§ Page excerpt
Very strong objections were made against Bismark's ban of U.S. pork (Germany previously being the second largest U.S. pork importer, after Great Britain), both in the U.S. and Germany. German economists worried that without U.S. pork, prices would increase so dramatically that pork would become inaccessible to the lower class. In the U.S., American meat packers pointed out that no decrease in the number of cases of trichinosis were reported after the ban. American newspapers, especially, took the opportunity to criticize Bismark in cartoons and articles. Newspapers and industries were particularly outraged that Germany had insisted upon banning only American pork, supposedly to injure the reputation of U.S. hog products in all other countries. There was considerably more resentment in the United States when it became clear that Bismark intended for the ban to be permanent. During 1884 members of congress began receiving letters urging retaliatory actions, but both President Arthur and his secretary of state, Theodore Frelinghuysen, agreed that a customs war with Germany was undesirable and that it was wisest to move slowly and with caution.

=== The Saratoga Agreement ===
Two related developments brought about the ending of the Pork War. The first one was a bill introduced to congress in 1886 designed to please the Germans by requiring an inspection of all meats before exportation. However, no action was taken for four years until 1890, when the bill was approved, and in March 1891 congress passed an act making microscopic inspection of meat compulsory. The second development, of considerably larger importance, was the possibility of American retaliation. According to the McKinley Tariff of October 1, 1890, the President had the power to impose a duty on German sugar beet products, which at this time were being exported to the U.S. in large quantities. Because of this, an agreement was reached called "The Saratoga Agreement," in which Germany agreed to import U.S. pork and declaring that the meat had been examined and found free of disease. In return, the U.S. agreed not to take advantage of the clause in the McKinley Tariff regarding German sugar. Soon after this agreement, the rest of the European nations imposing the ban revoked it, ending the conflict.

=== Impact===

The Pork War had a significant impact on all countries involved. In the United States, it highlighted the growing importance of international trade on the American economy and also led to the implementation of new practices and regulations that helped American meatpackers improve the quality of their pork.

In Germany and the rest of Europe the war marked a turning point in economic policy. It led to a shift away from protectionism and towards free trade, as German leaders realized that protectionist measures could harm their own economy as well as creating economic divides between it and its trading partners.

§ Recorded information
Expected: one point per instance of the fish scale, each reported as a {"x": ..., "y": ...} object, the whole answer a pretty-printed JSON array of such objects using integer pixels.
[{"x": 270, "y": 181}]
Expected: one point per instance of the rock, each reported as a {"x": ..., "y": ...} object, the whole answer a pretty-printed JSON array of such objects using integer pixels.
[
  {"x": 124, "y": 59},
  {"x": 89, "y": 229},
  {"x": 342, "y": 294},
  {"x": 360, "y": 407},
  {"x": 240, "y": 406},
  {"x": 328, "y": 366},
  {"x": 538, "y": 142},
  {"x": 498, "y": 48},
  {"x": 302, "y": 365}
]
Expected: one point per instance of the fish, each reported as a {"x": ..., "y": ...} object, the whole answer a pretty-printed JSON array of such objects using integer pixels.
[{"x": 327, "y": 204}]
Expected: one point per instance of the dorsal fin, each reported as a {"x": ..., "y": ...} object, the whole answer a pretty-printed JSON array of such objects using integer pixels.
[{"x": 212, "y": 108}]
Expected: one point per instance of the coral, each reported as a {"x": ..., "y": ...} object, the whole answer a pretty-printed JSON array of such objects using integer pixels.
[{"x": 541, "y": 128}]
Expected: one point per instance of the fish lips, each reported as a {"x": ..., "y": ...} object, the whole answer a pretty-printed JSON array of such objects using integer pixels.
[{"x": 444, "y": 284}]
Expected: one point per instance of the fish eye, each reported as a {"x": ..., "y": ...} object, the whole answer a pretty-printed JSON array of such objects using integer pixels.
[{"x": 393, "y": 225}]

§ Tasks
a) List every year that the Pork War excerpt mentions.
b) Extract everything in the Pork War excerpt from "The Pork War had" down to "of their pork.".
c) Turn the paragraph of the Pork War excerpt that begins "The Pork War had a significant impact" into a short bulleted list that keeps its main facts.
The rows have no connection to the Pork War excerpt.

§ Solutions to the problems
a) 1884, 1886, 1890, 1891

b)
The Pork War had a significant impact on all countries involved. In the United States, it highlighted the growing importance of international trade on the American economy and also led to the implementation of new practices and regulations that helped American meatpackers improve the quality of their pork.

c)
- The Pork War had a significant impact on all countries involved.
- In the United States, it highlighted the growing importance of international trade to the American economy.
- It also brought new practices and regulations that helped American meatpackers improve the quality of their pork.